### Your instructions
Count every line in the entries that holds the word "water". The reply is that count alone.

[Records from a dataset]
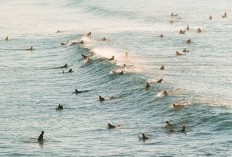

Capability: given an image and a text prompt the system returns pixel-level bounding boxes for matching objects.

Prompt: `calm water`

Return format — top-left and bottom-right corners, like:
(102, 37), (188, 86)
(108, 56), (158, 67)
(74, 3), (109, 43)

(0, 0), (232, 156)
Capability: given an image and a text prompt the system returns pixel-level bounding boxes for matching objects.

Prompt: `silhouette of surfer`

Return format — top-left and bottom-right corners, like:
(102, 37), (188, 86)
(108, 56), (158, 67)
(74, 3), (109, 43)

(157, 78), (163, 83)
(68, 69), (73, 73)
(26, 46), (33, 51)
(141, 133), (148, 140)
(99, 96), (105, 102)
(82, 54), (89, 60)
(38, 131), (44, 142)
(160, 65), (165, 70)
(173, 104), (184, 109)
(59, 64), (68, 68)
(145, 83), (151, 89)
(56, 104), (63, 110)
(108, 123), (116, 129)
(179, 126), (186, 133)
(87, 32), (91, 37)
(72, 89), (89, 94)
(109, 56), (114, 61)
(186, 39), (191, 44)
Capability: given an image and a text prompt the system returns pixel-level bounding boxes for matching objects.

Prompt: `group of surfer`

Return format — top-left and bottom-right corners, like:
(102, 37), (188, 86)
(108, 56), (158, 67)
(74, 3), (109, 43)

(4, 36), (34, 51)
(141, 11), (229, 139)
(4, 11), (226, 143)
(38, 27), (190, 142)
(80, 30), (190, 140)
(157, 11), (228, 138)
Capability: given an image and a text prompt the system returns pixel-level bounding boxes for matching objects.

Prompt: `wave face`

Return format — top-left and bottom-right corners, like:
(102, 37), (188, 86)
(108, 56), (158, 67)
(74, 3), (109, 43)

(0, 0), (231, 156)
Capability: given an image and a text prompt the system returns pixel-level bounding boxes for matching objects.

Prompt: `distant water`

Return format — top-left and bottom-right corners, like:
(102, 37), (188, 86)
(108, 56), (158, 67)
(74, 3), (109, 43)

(0, 0), (232, 156)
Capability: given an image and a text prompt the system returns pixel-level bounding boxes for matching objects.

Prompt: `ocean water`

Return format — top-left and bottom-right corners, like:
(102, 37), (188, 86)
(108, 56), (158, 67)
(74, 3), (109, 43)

(0, 0), (232, 156)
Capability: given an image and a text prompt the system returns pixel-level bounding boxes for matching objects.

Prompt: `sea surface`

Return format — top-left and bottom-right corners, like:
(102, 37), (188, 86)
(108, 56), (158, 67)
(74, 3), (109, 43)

(0, 0), (232, 156)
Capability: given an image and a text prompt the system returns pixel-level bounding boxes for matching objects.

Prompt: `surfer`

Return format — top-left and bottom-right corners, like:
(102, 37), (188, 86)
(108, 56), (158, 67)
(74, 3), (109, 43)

(68, 69), (73, 73)
(209, 15), (212, 20)
(165, 121), (175, 132)
(179, 29), (185, 34)
(222, 12), (227, 18)
(173, 104), (184, 109)
(26, 46), (33, 51)
(180, 126), (186, 133)
(79, 40), (84, 44)
(159, 34), (164, 37)
(160, 65), (164, 70)
(108, 123), (116, 129)
(141, 133), (148, 140)
(99, 96), (105, 102)
(186, 39), (191, 44)
(197, 28), (202, 33)
(38, 131), (44, 142)
(165, 121), (173, 128)
(176, 51), (183, 56)
(183, 48), (189, 53)
(102, 37), (107, 41)
(68, 40), (84, 46)
(72, 89), (89, 94)
(163, 90), (168, 96)
(59, 64), (68, 68)
(5, 36), (9, 41)
(119, 71), (124, 75)
(145, 83), (151, 89)
(186, 25), (190, 31)
(82, 54), (89, 60)
(86, 32), (91, 37)
(56, 104), (63, 110)
(157, 78), (163, 83)
(109, 56), (114, 61)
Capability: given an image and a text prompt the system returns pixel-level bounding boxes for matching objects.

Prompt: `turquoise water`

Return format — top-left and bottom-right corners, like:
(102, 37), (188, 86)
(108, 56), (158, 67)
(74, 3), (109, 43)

(0, 0), (232, 156)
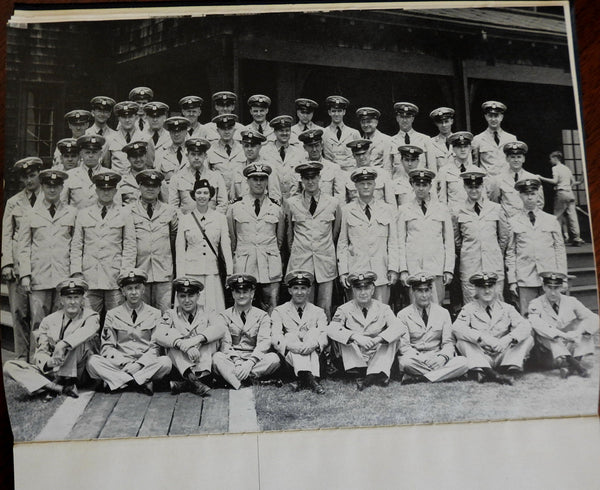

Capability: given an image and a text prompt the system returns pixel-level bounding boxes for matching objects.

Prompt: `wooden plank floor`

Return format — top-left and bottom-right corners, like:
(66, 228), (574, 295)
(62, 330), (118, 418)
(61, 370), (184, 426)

(66, 388), (231, 440)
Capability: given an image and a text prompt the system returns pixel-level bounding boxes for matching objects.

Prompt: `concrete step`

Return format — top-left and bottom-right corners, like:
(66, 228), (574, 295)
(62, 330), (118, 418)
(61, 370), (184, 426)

(566, 244), (595, 269)
(569, 285), (599, 311)
(568, 267), (597, 287)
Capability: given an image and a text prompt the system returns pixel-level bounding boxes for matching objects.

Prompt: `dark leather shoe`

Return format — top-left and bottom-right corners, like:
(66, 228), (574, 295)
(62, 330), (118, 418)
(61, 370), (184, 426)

(306, 373), (325, 394)
(62, 384), (79, 398)
(189, 379), (211, 397)
(170, 380), (188, 395)
(138, 381), (154, 396)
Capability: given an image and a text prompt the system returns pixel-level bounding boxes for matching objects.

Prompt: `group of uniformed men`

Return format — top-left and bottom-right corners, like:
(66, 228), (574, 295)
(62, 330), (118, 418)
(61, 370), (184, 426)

(2, 87), (597, 401)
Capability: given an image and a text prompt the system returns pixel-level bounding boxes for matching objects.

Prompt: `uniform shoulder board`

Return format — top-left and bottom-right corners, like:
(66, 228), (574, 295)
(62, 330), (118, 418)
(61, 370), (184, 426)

(229, 197), (243, 205)
(269, 197), (281, 206)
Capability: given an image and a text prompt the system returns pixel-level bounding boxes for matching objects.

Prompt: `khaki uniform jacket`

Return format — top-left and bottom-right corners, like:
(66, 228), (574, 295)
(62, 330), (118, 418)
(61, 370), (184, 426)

(1, 189), (40, 273)
(322, 123), (361, 171)
(397, 303), (456, 359)
(343, 167), (395, 205)
(286, 193), (341, 283)
(398, 197), (455, 276)
(488, 169), (544, 218)
(99, 303), (162, 367)
(70, 202), (137, 290)
(117, 172), (141, 204)
(131, 200), (178, 283)
(327, 300), (404, 354)
(17, 200), (77, 290)
(154, 144), (189, 179)
(390, 129), (429, 168)
(426, 134), (454, 172)
(528, 294), (599, 339)
(206, 140), (246, 193)
(143, 128), (170, 156)
(34, 308), (100, 374)
(153, 306), (226, 348)
(106, 128), (152, 175)
(204, 121), (245, 143)
(62, 164), (116, 210)
(230, 160), (282, 203)
(186, 124), (209, 141)
(337, 199), (399, 286)
(261, 142), (306, 200)
(436, 162), (469, 215)
(244, 121), (275, 144)
(176, 209), (233, 277)
(391, 167), (414, 206)
(291, 121), (322, 139)
(365, 129), (393, 171)
(168, 164), (228, 214)
(453, 299), (531, 343)
(216, 306), (273, 362)
(505, 209), (567, 287)
(271, 301), (328, 355)
(227, 196), (284, 283)
(453, 199), (510, 281)
(472, 128), (517, 177)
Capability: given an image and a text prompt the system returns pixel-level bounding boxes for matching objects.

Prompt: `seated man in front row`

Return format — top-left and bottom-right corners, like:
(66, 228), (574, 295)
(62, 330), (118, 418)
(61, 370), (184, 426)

(154, 277), (225, 396)
(4, 278), (99, 400)
(397, 273), (468, 383)
(87, 269), (172, 395)
(271, 271), (328, 394)
(452, 272), (534, 385)
(528, 271), (598, 379)
(327, 271), (403, 391)
(212, 274), (280, 389)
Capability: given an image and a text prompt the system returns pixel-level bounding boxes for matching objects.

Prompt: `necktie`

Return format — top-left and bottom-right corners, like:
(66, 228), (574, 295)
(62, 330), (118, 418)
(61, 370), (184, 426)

(98, 128), (103, 136)
(474, 202), (481, 215)
(153, 131), (159, 145)
(257, 124), (263, 134)
(101, 206), (107, 219)
(336, 126), (342, 140)
(188, 128), (194, 136)
(139, 119), (144, 131)
(147, 203), (153, 218)
(303, 124), (308, 132)
(176, 147), (183, 164)
(514, 172), (519, 183)
(49, 203), (56, 218)
(188, 313), (194, 323)
(445, 140), (449, 150)
(279, 146), (286, 161)
(493, 131), (499, 145)
(88, 168), (94, 181)
(195, 170), (201, 183)
(254, 199), (261, 216)
(29, 192), (37, 207)
(125, 131), (131, 143)
(131, 309), (137, 323)
(485, 305), (492, 318)
(460, 163), (466, 173)
(552, 303), (559, 314)
(404, 133), (410, 145)
(225, 144), (231, 156)
(309, 196), (317, 215)
(364, 204), (371, 220)
(422, 307), (428, 325)
(362, 307), (368, 318)
(59, 318), (72, 340)
(240, 311), (246, 324)
(200, 216), (206, 222)
(528, 211), (536, 226)
(297, 307), (303, 319)
(420, 200), (427, 215)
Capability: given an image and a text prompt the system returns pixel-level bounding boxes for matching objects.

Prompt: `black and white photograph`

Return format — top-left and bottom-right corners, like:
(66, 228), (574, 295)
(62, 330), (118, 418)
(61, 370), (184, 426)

(1, 2), (598, 445)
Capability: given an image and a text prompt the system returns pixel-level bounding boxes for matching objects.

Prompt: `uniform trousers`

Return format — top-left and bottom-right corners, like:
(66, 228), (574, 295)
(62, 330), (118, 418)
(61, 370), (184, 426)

(168, 342), (218, 377)
(554, 190), (581, 240)
(258, 283), (279, 315)
(212, 351), (280, 390)
(461, 279), (505, 305)
(456, 336), (534, 370)
(284, 350), (321, 377)
(398, 351), (469, 382)
(143, 281), (172, 313)
(518, 287), (541, 316)
(536, 332), (595, 361)
(309, 280), (334, 321)
(7, 280), (31, 360)
(4, 342), (91, 394)
(86, 354), (172, 391)
(336, 341), (399, 377)
(86, 289), (124, 315)
(30, 289), (62, 335)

### Task result
4